From the entries that follow, copy each line containing the word "sunlit".

Content starts

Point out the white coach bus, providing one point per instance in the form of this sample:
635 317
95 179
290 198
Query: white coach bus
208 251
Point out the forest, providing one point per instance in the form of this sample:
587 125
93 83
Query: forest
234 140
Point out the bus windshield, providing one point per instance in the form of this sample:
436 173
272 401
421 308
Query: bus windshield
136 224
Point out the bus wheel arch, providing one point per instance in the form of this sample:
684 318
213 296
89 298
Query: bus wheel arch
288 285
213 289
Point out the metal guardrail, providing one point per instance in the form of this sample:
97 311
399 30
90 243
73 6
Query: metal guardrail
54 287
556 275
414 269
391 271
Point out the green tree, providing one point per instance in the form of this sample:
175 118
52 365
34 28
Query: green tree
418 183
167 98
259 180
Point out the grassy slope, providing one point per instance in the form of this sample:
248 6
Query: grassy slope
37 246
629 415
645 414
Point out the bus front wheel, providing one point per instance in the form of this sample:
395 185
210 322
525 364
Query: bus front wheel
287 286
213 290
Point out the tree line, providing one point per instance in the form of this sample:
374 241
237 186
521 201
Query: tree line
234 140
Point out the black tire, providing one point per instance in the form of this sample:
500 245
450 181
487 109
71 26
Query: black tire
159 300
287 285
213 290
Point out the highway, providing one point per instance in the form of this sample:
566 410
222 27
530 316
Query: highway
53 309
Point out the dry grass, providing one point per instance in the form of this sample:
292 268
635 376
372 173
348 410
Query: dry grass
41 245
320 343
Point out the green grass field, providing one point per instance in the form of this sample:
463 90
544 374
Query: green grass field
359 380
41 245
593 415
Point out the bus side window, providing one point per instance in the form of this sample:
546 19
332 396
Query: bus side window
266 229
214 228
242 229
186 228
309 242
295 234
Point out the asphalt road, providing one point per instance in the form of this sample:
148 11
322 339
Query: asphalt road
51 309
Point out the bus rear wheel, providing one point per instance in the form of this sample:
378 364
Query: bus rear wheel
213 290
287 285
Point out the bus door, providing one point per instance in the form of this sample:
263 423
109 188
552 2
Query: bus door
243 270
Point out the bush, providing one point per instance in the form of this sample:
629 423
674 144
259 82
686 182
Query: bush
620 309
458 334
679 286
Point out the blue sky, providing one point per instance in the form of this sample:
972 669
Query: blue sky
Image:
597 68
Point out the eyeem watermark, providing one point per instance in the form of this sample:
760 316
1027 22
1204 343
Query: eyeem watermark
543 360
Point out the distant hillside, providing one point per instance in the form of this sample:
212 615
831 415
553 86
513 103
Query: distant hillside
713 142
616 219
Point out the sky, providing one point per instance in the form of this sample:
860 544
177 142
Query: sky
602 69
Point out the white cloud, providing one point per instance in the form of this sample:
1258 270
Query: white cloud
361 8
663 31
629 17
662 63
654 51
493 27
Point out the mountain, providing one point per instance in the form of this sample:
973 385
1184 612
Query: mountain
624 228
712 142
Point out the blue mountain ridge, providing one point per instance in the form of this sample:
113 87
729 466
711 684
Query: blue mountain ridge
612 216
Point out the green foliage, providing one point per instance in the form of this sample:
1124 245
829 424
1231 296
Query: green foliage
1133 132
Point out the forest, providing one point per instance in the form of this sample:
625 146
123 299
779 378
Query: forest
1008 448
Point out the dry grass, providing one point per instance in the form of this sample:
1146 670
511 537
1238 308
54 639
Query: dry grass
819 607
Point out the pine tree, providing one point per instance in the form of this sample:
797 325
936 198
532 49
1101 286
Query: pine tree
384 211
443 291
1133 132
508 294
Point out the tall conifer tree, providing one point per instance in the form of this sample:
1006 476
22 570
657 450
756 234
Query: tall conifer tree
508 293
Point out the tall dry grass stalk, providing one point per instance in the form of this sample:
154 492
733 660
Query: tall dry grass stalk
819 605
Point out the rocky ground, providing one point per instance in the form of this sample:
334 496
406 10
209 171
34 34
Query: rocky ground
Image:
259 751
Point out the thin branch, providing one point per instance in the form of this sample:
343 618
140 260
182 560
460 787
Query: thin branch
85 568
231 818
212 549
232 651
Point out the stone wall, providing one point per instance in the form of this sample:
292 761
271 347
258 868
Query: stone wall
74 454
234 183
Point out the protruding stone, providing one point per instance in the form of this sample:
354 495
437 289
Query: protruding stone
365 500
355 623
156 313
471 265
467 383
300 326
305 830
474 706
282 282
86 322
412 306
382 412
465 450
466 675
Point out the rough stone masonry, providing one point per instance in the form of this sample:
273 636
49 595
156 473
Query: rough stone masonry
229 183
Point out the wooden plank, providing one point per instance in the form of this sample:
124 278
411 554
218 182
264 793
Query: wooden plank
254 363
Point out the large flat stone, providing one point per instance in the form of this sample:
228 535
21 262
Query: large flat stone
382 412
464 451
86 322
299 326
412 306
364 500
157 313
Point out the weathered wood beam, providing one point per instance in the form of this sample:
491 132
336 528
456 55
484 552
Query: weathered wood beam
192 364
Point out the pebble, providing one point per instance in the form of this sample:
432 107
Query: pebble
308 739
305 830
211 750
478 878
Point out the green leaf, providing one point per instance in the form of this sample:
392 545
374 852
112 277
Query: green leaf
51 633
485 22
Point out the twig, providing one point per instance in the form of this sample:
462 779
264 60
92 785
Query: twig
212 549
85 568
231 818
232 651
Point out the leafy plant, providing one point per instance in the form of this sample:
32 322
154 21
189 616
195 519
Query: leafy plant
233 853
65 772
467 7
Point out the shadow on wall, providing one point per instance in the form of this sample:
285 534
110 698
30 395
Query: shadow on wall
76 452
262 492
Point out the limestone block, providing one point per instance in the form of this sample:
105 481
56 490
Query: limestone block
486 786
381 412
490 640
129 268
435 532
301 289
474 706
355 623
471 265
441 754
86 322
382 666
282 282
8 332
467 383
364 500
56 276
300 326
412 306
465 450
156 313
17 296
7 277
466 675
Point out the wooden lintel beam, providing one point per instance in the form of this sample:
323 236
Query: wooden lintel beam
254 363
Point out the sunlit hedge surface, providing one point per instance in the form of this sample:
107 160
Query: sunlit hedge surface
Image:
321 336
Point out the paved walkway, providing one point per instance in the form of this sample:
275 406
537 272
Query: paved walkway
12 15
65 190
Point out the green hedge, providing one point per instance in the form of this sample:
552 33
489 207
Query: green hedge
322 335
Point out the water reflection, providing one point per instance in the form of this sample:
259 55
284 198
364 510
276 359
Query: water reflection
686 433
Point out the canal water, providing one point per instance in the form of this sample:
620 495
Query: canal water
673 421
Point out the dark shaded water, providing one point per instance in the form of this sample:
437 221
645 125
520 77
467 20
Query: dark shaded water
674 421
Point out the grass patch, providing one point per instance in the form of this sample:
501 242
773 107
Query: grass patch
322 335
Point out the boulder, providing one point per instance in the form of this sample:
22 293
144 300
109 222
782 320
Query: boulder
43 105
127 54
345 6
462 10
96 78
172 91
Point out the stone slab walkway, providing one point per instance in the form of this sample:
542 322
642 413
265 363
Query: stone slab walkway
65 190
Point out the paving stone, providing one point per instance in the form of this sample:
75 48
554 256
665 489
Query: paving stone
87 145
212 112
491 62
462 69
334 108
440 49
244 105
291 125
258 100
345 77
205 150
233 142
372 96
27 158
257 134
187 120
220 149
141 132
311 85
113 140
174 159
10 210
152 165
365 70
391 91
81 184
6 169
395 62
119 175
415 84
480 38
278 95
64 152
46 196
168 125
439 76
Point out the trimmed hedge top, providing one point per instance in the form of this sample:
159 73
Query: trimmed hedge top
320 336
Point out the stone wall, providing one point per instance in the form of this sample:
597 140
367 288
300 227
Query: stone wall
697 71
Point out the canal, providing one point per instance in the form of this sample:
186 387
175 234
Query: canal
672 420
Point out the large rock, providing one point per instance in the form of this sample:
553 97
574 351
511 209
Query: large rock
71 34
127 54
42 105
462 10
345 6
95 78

Content ends

## Exercise result
Point out the sunlit hedge surface, providing one point per instance in the form of this sample:
Query: sunlit hedge surface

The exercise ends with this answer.